PROBLEM DESCRIPTION: Quote exactly the lines running from the line with "Can you find the moss?" to the end of the entries, including both, and nothing else.

Point-per-instance localization data
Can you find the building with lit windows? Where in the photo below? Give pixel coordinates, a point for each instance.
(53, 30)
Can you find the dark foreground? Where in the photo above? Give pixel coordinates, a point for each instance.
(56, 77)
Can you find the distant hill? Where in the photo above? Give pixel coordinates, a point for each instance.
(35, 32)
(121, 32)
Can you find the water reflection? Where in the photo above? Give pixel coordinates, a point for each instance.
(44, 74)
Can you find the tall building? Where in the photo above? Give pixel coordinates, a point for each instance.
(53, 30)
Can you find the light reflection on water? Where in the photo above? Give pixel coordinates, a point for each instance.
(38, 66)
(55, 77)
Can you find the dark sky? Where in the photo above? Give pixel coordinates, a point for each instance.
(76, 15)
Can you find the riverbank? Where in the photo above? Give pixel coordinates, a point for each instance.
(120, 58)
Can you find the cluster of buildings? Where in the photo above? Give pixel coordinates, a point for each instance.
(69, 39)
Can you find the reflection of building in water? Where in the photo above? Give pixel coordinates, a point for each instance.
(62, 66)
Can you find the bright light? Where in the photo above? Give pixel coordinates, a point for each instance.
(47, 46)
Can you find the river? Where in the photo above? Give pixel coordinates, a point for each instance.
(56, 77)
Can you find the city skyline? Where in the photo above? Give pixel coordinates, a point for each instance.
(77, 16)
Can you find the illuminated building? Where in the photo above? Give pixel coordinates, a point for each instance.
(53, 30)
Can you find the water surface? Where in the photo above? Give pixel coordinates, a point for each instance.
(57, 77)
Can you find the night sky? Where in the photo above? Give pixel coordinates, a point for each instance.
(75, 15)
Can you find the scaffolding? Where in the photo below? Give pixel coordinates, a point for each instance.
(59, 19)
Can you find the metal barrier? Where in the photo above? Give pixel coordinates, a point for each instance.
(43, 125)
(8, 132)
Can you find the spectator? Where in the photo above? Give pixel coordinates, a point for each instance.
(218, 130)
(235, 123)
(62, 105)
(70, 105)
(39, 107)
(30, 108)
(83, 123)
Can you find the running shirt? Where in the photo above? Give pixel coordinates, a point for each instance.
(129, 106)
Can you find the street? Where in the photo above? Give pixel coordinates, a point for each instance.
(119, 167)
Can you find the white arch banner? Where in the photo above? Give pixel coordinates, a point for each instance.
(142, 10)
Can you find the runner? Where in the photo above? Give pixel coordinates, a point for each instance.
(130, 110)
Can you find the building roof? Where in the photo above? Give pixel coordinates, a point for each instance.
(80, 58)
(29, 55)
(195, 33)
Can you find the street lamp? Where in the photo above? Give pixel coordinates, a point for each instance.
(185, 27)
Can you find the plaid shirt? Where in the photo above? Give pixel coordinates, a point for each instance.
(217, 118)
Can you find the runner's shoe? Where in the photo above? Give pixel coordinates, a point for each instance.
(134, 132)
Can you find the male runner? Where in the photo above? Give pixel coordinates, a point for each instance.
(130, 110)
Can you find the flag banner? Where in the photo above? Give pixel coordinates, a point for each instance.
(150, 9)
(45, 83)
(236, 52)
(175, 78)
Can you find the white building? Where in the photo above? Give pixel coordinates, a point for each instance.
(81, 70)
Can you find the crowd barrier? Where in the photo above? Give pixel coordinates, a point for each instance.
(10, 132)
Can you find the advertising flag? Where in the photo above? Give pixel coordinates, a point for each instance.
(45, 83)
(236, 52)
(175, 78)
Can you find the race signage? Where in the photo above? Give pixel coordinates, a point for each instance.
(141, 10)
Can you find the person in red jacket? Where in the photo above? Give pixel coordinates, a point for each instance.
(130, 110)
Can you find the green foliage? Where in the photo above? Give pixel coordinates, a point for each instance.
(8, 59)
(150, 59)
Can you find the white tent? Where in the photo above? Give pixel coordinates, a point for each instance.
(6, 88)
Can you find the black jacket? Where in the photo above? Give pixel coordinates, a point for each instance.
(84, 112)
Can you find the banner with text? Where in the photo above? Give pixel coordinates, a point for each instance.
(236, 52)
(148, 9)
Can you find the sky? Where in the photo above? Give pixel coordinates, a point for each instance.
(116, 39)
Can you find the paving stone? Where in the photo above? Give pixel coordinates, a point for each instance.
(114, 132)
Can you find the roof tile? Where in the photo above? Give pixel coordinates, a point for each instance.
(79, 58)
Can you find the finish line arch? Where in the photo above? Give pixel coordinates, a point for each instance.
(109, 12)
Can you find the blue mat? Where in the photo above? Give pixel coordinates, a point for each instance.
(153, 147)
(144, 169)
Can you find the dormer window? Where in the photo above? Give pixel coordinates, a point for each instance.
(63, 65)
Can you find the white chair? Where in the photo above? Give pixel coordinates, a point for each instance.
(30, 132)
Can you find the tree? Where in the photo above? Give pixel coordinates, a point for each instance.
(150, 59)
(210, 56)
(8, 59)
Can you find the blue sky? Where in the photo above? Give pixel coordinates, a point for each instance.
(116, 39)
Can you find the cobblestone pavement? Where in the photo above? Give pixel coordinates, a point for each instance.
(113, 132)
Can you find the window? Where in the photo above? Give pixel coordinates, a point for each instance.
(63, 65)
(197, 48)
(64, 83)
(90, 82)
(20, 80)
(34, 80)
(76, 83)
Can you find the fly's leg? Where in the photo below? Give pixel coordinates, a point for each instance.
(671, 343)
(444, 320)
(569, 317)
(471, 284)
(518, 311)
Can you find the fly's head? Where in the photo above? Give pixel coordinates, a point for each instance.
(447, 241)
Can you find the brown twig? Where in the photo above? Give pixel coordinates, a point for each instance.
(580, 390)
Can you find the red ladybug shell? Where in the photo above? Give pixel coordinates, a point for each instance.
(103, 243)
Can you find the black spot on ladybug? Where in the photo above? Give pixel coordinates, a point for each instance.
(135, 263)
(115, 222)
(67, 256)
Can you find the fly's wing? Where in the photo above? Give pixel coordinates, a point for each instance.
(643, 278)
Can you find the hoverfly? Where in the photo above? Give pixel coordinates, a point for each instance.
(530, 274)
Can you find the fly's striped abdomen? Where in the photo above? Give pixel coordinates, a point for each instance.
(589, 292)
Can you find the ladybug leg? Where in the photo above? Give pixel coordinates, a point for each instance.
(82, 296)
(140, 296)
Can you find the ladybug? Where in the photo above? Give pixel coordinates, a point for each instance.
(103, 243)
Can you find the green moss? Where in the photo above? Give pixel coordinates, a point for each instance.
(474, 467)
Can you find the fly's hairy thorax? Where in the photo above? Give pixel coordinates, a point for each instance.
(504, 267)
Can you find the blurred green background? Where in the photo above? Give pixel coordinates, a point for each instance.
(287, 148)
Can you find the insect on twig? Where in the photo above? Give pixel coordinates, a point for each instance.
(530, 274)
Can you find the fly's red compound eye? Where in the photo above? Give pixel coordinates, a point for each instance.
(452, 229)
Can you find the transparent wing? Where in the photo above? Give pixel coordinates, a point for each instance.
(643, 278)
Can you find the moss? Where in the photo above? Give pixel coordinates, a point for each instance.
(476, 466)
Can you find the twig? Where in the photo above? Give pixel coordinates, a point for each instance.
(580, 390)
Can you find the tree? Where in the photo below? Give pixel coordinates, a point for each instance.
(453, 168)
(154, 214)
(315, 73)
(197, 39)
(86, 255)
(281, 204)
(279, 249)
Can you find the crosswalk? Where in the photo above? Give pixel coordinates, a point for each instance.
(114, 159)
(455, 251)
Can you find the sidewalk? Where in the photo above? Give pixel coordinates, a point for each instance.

RESULT:
Can you find the moss? Where in the photo above? Give pixel coordinates, a point for each instance.
(476, 466)
Can you find the twig? Where in the photo above? Give pixel coordinates, a point for each instance.
(580, 390)
Can you find the tree? Where in the photo below? Give pixel coordinates, a point for each instance.
(453, 168)
(154, 214)
(315, 73)
(197, 39)
(86, 255)
(281, 204)
(279, 249)
Can you find the crosswalk? Where in the photo above? Give pixel coordinates, a point for each instance.
(114, 159)
(455, 251)
Can you find the sidewalk? Where in the photo above? Give pixel coordinates, a point for each instance.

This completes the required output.